→ **Problem set**
1 > Reproduce the part of the Johnson and Johnson study between "Debt ratio is" and "on Debt financing.", inclusive.
2 > Write the next part of the Johnson and Johnson study, picking up after its final sentence.

→ **Given text**
>> begin

Johnson and Johnson Company study



Johnson and Johnson Company study

Capital Structure

2011

2010

2009

2008

2007

Debt Ratio

16.30%

15.36%

13.96%

11.78%

9.34%

Debt to Equity Ratio

29.65%

28.74%

27.88%

22.02%

16.77%

Equity Multiplier

1.82

1.87

2.00

1.87

1.79

Debt Ratio

Debt ratio is calculated by dividing the total debt by total assets. The debt ratio of Johnson and Johnson is shown in the graph adjacent to the paragraph. As we can observe from the chart, during the last 5 years, debt of Johnson & Johnson has increased from 9.34% to 16.3% of the total assets which is an increase of 74% from year 2007 to 2011. The graph shows a rising trend in the ratio. During the last fiscal year 2010-11, it has increased to 16.3% from 15.36% which is a growth of 6%. It may be interpreted as management decision to increase profit by leverage on Debt financing.

>> end

Dataset items:
>> begin

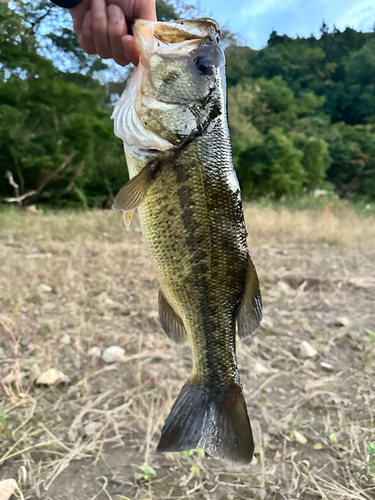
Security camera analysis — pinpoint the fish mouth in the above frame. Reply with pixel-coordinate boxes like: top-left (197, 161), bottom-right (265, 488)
top-left (133, 18), bottom-right (220, 62)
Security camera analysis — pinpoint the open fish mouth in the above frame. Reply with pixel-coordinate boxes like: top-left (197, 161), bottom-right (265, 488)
top-left (133, 18), bottom-right (220, 60)
top-left (112, 18), bottom-right (221, 155)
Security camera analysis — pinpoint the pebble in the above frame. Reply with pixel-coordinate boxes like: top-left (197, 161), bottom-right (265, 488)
top-left (320, 361), bottom-right (334, 372)
top-left (294, 431), bottom-right (307, 444)
top-left (336, 316), bottom-right (351, 326)
top-left (60, 333), bottom-right (70, 345)
top-left (83, 422), bottom-right (103, 436)
top-left (253, 361), bottom-right (270, 375)
top-left (87, 345), bottom-right (102, 358)
top-left (36, 368), bottom-right (68, 385)
top-left (102, 345), bottom-right (125, 363)
top-left (0, 479), bottom-right (20, 500)
top-left (299, 340), bottom-right (318, 359)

>> end

→ **Written responses**
1 >
Debt ratio is calculated by dividing the total debt by total assets. The debt ratio of Johnson and Johnson is shown in the graph adjacent to the paragraph. As we can observe from the chart, during the last 5 years, debt of Johnson & Johnson has increased from 9.34% to 16.3% of the total assets which is an increase of 74% from year 2007 to 2011. The graph shows a rising trend in the ratio. During the last fiscal year 2010-11, it has increased to 16.3% from 15.36% which is a growth of 6%. It may be interpreted as management decision to increase profit by leverage on Debt financing.

2 >
Debt to Equity Ratio

Debt to Equity ratio is calculated by dividing the total debt by shareholders equity. The debt to equity ratio of Johnson & Johnson for last 5 years are shown in the graph. During the year 2007-11, the ratio has increased from 16.77% to 29.65% which is an increase of 77%. The graph of debt to equity ratio is also showing an upward trend in the figure. During the last fiscal year 2010-11, the ratio has increased from 28.74% to 29.65% which is a growth of 3%. The company is relying more on debt financing to finance its assets; the impact of this policy is also affecting the ratio of debt to equity as equity amount has proportionally decreased relative to total liabilities.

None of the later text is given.